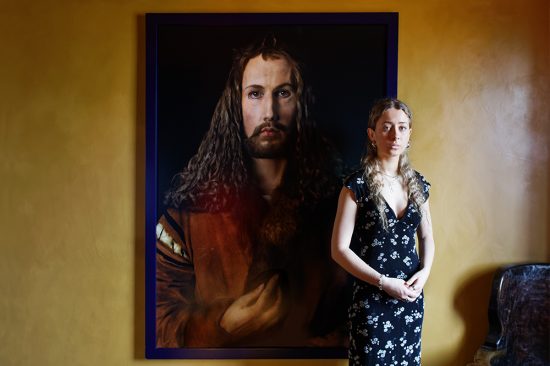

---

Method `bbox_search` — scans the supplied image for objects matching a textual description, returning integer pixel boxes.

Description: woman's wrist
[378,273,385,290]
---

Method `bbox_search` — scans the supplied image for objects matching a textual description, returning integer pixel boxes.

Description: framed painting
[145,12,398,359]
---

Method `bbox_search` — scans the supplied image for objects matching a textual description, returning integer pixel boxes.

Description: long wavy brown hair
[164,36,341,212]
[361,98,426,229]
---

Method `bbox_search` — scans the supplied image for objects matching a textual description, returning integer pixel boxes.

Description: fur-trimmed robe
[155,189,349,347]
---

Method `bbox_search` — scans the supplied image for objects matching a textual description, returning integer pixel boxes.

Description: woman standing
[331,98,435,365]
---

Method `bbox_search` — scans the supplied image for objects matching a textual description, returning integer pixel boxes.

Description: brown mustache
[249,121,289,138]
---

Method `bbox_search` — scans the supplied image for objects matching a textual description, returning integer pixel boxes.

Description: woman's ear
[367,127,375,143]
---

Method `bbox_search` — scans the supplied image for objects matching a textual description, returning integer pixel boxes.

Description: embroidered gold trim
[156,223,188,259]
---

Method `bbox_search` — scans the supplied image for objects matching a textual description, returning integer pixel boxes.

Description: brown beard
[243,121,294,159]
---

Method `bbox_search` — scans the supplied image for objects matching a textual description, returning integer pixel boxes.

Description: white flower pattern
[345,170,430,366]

==============================

THE PROBLEM – For this exercise, copy the entries above exactly and skip any picture.

RESPONSE TO THIS EXERCISE –
---

Method `bbox_search` — scans the supplied image for objects matching a textual description, returning integer pixel boxes.

Description: woman's wrist
[378,273,385,290]
---

Method `bbox_search` — scans the supplied image for objects matching a textual description, returning integer pixel boxes.

Description: framed painting
[145,12,398,359]
---

Method `bbox_search` — scans the supplied image for objects matching a textual description, returning integer pixel boxes.

Description: long wavy brown hair
[164,36,341,212]
[361,98,426,229]
---

Method `bbox_search` — scans the supplied image for objects matching a textual description, returning integer pixel boxes.

Description: fur-trimmed robe
[155,189,349,347]
---

Method `bbox_search` — scans the supplied image for objects matching a textual description, returning integer pixel boxes.

Description: woman standing
[331,98,435,365]
---

Method `bbox_search` — scans the supplied image for objects matching a textual description, returning integer pixel boxes.

Description: brown mustache
[249,121,289,138]
---

Method `bbox_search` — scans the supplied image for objects matching a textual description, returning integer pixel boxes.

Description: woman's ear
[367,127,375,143]
---

Method `bbox_search` — scans the supplied image for objects matching a textual description, returning integer pixel boxes.

Description: embroidered gold trim
[156,223,188,259]
---

Method `bbox_search` — scans the supplied image for objects matching a textual description, returning integer pixel boxes.

Description: brown beard
[243,121,294,159]
---

Method `bbox_search` — scans the supplied image for objects matching a textual description, returning integer pixel boxes.

Description: white flower pattern
[345,170,430,366]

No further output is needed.